> **Consegna**
Prosegui il testo sull'abitudine di ringraziare per ogni cosa sul lavoro, riprendendo dopo la sua ultima frase.

Comunque la cosa ha preso piede e mandi un file e ti ritorna un grazie, fornisci un aggiornamento e ti ritorna un grazie, condividi qualcosa e ti ritorna un grazie ma il problema è che quello è il tuo lavoro e allora, se devo essere ringraziato per ogni aspetto in cui si declina la mia professionalità, tanto vale mettermi un’insegna al neon rossa con su scritto a caratteri cubitali THANK YOU sempre accesa qui davanti e a posto così. Anzi no, datemi un bell’aumento di stipendio e vi abbuono dal ringraziarmi per i prossimi due o tre anni. Il lato oscuro di questa vicenda è che siamo talmente assuefatti dal ringraziare cani e porci per qualunque nonnulla che abbiamo preso anche a ringraziare anche quando non dovremmo, anche quando magari anziché dire grazie dovremmo mandare a quel paese e persino in casi in cui proprio non c’entra nulla e il ringraziamento suona come un “grazie solo per il fatto di considerarmi un referente di qualcosa, un’entità dotata di casella di posta elettronica che ha conquistato un livello evolutivo superiore alla risposta automatica”.

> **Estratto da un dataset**
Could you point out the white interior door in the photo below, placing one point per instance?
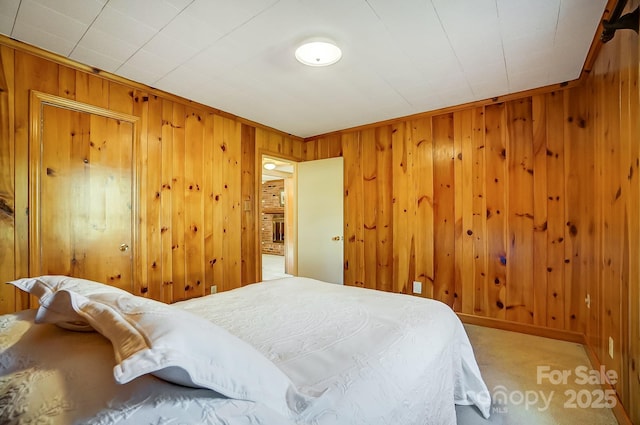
(320, 220)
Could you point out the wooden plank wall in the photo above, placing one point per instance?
(514, 211)
(473, 204)
(196, 168)
(610, 98)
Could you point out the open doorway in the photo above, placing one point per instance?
(277, 217)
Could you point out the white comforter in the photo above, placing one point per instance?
(376, 358)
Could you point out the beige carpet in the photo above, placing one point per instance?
(541, 380)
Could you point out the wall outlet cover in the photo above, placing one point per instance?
(417, 287)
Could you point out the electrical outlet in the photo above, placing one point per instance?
(417, 287)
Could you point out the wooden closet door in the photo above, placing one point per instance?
(85, 197)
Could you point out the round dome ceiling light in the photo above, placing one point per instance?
(318, 53)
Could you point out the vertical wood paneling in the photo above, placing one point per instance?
(557, 286)
(423, 167)
(7, 181)
(166, 202)
(146, 228)
(208, 189)
(384, 207)
(92, 90)
(581, 145)
(464, 200)
(520, 209)
(368, 156)
(481, 281)
(613, 211)
(31, 73)
(403, 209)
(153, 214)
(178, 203)
(495, 158)
(249, 205)
(232, 188)
(194, 204)
(444, 209)
(633, 86)
(353, 207)
(540, 210)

> **Risposta attesa**
Così, come una qualunque sostanza che, lasciata con la sua confezione aperta, ha perso il suo principio attivo o la sua fragranza, quando ci capita di essere a contatto con qualcosa di veramente speciale, altruista o degno della considerazione altrui, da un po’ abbiamo preso l’abitudine di dire o ricevere il “grazie di cuore” perché non si sa bene in che modo ma la nostra scorta di riconoscenza genuina la conserviamo lì, in uno scomparto speciale come quelli dei frigoriferi moderni, isolato dagli altri, in cui è possibile impostare una temperatura diversa. Infine, per chiudere, dei vari grazie mille o l’improbabile grazissime che spopola sui social network potete tranquillamente farne carta straccia o tenerli in un cassetto insieme alle altre banconote fuori corso, chissà che un giorno guarderemo anche questi buffi modi di dire come un cimelio vintage di cui vantarsi con i propri nipoti ma, a dirla tutta, spero di no.